**COMPITI DELL'ESERCIZIO**
#1 Rispondi a queste domande sull'omelia della seconda domenica di Quaresima:
(a) Quali discepoli Gesù prende con sé sul monte?
(b) Che cosa aveva annunciato Gesù ai discepoli poco prima?
(c) Che cosa rappresentano Mosè ed Elia?
#2 Prosegui l'omelia sulla trasfigurazione di Gesù, ripartendo subito dopo l'ultima frase riportata.

**TESTO DI LETTURA**

* * * *

Domenica 28 Febbraio 2021

Domenica II di  Quaresima

Omelia di Don Edmondo Lanciarotta  –  parroco

 

Dopo l’esperienza di digiuno per quaranta giorni del deserto tentato da satana, la liturgia oggi ci conduce, seguendo Gesù nel suo cammino verso la Pasqua, su un alto monte per contemplare la sua trasfigurazione. Gesù poco prima aveva annunciato ai discepoli che a Gerusalemme sarebbe stato condannato, avrebbe patito sofferenze e sarebbe stato ucciso. Di fronte allo sbigottimento e smarrimento dei suoi discepoli Gesù ne chiama con sé tre, Pietro, Giacomo e Giovanni e li porta a far loro un’esperienza tutta particolare, unica e irripetibile, affinchè fossero preparati a vivere e quindi superare lo scandalo della sua passione e morte, quando sarebbe giunto il momento, continuando a credere ancora in lui come il Salvatore, il Messia, il Figlio di Dio.

Suggerisco tre brevi riflessioni.

1. Gesù prese con se Pietro, Giacomo e Giovanni… fu trasfigurato davanti a loro.

Gesù, nel suo cammino verso Gerusalemme, verso il compimento della volontà del Padre, verso la sua piena e totale risposta alla volontà del Padre, coinvolge alcuni suoi discepoli, li chiama a sè, li fa entrare nella sua intimità, nella preghiera intima con il Padre, nel silenzio, in un luogo solitario, appartati, lontano dagli occhi della gente e dal rumore del vivere quotidiano, sul monte, loro soli, per prepararli alla scandalo della croce, della sua morte in croce e far loro intuire la verità della sua vita, la profondità della sua identità, la contemplazione del mistero della sua vita. Per un attimo il suo corpo si trasfigura emanando una luce straordinaria, facendo diventare le sue vesti bianchissime, splendenti come non mai, alla presenza delle massime autorità dell’esperienza religiosa del popolo d’Israele, Mosè, tutta la Legge ed Elia, tutta la profezia.

* * * *

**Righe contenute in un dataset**
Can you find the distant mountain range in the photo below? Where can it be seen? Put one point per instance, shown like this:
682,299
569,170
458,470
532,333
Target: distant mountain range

* * * *

**RISULTATI DELL'ESERCIZIO**
#1
(a) Pietro, Giacomo e Giovanni.
(b) Aveva annunciato che a Gerusalemme sarebbe stato condannato, avrebbe patito sofferenze e sarebbe stato ucciso.
(c) Mosè rappresenta tutta la Legge, Elia tutta la profezia.

#2
Interno Basilica della trasfigurazione – Monte Tabor – Israele

In questa esperienza Gesù viene ancora una volta confermato nella sua obbedienza al Padre, come lo era stato all’inizio della sua vita pubblica, quando ha ricevuto la conferma della sua identità e della sua missione, al momento del battesimo di Giovanni al fiume Giordano. La strada intrapresa da Gesù è quella indicata dal Padre. Gesù, in questa esperienza sul monte, riceve un’ulteriore conferma della sua obbedienza al Padre: consapevole che questa strada lo porterà alla morte, al pieno sacrificio di sè, che la sua parola e la sua azione sono in piena e totale linea con la volontà di Dio, certificata dalla presenza di Mosè e di Elia, prosegue il suo cammino verso Gerusalemme e desidera condividere questa esperienza con i suoi amici.

I due grandi personaggi Mosè ed Elia conversano con Gesù, cioè convergono su Gesù: allora in Gesù giungono a compimento le attese d’Israele, tutta l’alleanza del popolo con Dio, tutta la Legge, tutta la Profezia. Gesù è la Parola piena e definitiva di Dio.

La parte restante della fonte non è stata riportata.